[PAGE]:
+===+
Bought an E71 a week a go (from Timefactors of all places), an E61 was way cheaper but I decided to splash out for the much thinner 71 even though the screen size is reduced. It's taken me a week to learn what I need to know so 95% of the phones features will now remain unused. It's amazing, I got sick of carrying a 17" laptop around, went down to a 12" laptop, then down to an Asus EEE and now down to this, how small can communication devices get? :huh: It is lightening fast on Wi-Fi and pretty good via the phone networks too.

Now, can I have 2 sim cards with the same number?


----------



## mjolnir (Jan 3, 2006)

MarkF said:


> Now, can I have 2 sim cards with the same number?


Afraid not AFAIK. Shame really.


----------



## BondandBigM (Apr 4, 2007)
+===+
[WHAT TO DO]:
(a) Reproduce the E71 thread word for word, starting at "Bought an E71" and ending at "(Jan 3, 2006)".
(b) Write the next part of the E71 thread, picking up after its last line.
+===+
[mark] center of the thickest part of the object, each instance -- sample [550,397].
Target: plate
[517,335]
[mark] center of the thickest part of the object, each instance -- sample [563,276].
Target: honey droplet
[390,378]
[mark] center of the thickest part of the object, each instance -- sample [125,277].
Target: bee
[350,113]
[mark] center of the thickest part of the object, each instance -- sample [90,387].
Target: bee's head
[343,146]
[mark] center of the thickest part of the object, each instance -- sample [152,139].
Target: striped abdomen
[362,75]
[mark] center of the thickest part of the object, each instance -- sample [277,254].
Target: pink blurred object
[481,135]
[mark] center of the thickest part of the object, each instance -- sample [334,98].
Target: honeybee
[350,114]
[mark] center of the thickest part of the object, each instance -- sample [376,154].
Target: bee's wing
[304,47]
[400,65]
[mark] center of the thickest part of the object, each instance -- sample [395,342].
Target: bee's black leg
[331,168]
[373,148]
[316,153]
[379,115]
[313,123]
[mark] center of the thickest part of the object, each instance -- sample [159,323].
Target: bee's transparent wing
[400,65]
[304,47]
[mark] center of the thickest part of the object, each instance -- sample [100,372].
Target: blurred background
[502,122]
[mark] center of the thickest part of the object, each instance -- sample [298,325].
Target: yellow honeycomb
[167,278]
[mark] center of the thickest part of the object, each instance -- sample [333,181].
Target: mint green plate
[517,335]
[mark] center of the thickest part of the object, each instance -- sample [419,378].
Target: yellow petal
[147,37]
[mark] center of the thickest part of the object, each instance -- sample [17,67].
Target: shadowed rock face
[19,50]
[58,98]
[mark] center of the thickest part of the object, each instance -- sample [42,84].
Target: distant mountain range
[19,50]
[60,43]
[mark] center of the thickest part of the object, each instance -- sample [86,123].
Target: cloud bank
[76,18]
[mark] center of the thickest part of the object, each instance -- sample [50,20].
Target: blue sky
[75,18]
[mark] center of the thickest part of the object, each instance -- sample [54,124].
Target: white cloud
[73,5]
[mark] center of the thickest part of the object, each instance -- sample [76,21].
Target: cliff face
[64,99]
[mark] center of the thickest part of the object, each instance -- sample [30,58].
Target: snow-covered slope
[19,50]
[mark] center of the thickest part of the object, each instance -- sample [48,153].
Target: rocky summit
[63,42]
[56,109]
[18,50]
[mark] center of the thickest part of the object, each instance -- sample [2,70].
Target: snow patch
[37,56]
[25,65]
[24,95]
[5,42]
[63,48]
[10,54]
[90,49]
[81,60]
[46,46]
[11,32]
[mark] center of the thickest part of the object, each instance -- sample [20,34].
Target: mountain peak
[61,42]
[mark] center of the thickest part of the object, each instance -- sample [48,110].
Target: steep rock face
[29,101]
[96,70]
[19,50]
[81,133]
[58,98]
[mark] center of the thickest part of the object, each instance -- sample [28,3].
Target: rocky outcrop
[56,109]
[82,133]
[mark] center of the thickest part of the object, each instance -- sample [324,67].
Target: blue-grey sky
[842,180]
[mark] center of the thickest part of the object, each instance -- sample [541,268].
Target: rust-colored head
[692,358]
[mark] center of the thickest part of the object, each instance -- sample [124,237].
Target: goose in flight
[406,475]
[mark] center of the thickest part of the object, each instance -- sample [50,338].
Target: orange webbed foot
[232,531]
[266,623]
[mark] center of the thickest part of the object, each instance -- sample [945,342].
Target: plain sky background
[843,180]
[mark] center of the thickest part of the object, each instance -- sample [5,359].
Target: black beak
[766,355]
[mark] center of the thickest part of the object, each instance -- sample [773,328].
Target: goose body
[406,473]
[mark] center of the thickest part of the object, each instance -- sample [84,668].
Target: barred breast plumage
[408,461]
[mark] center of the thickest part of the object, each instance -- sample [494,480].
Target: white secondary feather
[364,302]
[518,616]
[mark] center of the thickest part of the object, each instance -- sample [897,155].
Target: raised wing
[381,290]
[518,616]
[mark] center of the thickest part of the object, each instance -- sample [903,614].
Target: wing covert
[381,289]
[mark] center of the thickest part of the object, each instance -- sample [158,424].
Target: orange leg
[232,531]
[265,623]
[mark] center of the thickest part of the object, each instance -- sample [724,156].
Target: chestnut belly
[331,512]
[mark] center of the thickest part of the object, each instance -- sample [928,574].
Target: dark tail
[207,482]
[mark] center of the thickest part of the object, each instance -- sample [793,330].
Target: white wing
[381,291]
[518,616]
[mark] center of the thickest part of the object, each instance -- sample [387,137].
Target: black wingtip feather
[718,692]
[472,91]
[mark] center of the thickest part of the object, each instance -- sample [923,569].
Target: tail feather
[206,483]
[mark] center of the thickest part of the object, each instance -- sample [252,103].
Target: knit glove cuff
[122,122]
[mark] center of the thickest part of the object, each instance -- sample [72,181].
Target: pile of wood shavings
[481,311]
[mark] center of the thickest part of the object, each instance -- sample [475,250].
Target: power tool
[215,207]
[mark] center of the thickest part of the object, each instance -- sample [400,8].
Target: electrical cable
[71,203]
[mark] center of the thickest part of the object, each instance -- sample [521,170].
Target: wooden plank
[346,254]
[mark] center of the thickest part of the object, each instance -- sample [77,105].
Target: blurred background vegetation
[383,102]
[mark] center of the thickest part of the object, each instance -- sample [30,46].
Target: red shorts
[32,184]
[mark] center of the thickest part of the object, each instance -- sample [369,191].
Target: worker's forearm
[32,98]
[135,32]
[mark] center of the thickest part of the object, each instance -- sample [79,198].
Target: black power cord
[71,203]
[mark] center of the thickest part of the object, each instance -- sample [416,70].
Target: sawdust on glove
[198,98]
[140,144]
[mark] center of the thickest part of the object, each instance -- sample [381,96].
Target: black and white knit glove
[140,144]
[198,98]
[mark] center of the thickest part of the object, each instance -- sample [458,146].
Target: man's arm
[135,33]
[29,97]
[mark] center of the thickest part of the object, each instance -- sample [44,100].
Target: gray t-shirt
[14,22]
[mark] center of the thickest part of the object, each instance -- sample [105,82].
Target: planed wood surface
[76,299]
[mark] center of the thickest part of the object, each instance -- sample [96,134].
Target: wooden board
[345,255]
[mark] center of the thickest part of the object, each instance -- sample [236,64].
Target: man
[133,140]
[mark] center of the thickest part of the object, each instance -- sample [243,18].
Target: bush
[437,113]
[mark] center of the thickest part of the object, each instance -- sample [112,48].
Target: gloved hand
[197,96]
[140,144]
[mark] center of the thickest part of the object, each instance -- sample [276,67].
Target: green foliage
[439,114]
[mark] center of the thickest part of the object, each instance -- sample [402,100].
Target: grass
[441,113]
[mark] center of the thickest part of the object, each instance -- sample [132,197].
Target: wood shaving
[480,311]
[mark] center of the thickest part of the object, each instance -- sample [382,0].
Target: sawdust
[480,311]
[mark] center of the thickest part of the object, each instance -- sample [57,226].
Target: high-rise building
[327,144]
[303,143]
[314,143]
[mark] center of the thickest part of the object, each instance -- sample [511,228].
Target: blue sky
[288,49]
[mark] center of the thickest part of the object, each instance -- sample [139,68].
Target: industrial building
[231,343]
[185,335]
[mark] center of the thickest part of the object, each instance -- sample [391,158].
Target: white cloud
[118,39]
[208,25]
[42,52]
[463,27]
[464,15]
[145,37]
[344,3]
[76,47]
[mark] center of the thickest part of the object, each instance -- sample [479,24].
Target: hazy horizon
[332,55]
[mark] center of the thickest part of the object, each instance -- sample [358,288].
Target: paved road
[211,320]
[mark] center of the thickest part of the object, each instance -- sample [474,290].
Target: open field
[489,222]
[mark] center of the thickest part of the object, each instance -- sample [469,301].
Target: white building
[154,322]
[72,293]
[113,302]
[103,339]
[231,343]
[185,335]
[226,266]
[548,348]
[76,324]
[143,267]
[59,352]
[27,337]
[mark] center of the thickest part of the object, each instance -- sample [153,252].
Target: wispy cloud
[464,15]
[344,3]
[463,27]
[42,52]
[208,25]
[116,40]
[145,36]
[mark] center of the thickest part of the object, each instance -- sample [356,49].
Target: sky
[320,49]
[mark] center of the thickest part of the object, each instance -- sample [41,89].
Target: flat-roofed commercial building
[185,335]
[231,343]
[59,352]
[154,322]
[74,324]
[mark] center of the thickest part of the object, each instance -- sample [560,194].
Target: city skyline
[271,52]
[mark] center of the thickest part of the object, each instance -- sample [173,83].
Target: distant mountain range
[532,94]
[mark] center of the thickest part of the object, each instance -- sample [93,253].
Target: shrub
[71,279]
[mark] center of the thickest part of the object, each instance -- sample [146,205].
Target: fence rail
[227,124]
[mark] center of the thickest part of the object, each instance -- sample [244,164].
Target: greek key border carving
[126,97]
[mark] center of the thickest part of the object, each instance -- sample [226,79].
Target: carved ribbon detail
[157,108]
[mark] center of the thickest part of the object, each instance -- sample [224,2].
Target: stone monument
+===+
[ANSWERS IN ORDER]:
(a)
Bought an E71 a week a go (from Timefactors of all places), an E61 was way cheaper but I decided to splash out for the much thinner 71 even though the screen size is reduced. It's taken me a week to learn what I need to know so 95% of the phones features will now remain unused. It's amazing, I got sick of carrying a 17" laptop around, went down to a 12" laptop, then down to an Asus EEE and now down to this, how small can communication devices get? :huh: It is lightening fast on Wi-Fi and pretty good via the phone networks too.

Now, can I have 2 sim cards with the same number?


----------



## mjolnir (Jan 3, 2006)

(b)
MarkF said:


> Bought an E71 a week a go (from Timefactors of all places), an E61 was way cheaper but I decided to splash out for the much thinner 71 even though the screen size is reduced. It's taken me a week to learn what I need to know so 95% of the phones features will now remain unused. It's amazing, I got sick of carrying a 17" laptop around, went down to a 12" laptop, then down to an Asus EEE and now down to this, how small can communication devices get? :huh: It is lightening fast on Wi-Fi and pretty good via the phone networks too.
> 
> Now, can I have 2 sim cards with the same number?


Good choice, I have been looking at one of those as I'm due an upgrade on my E61, had a demo and it is amazing what it can do.

B.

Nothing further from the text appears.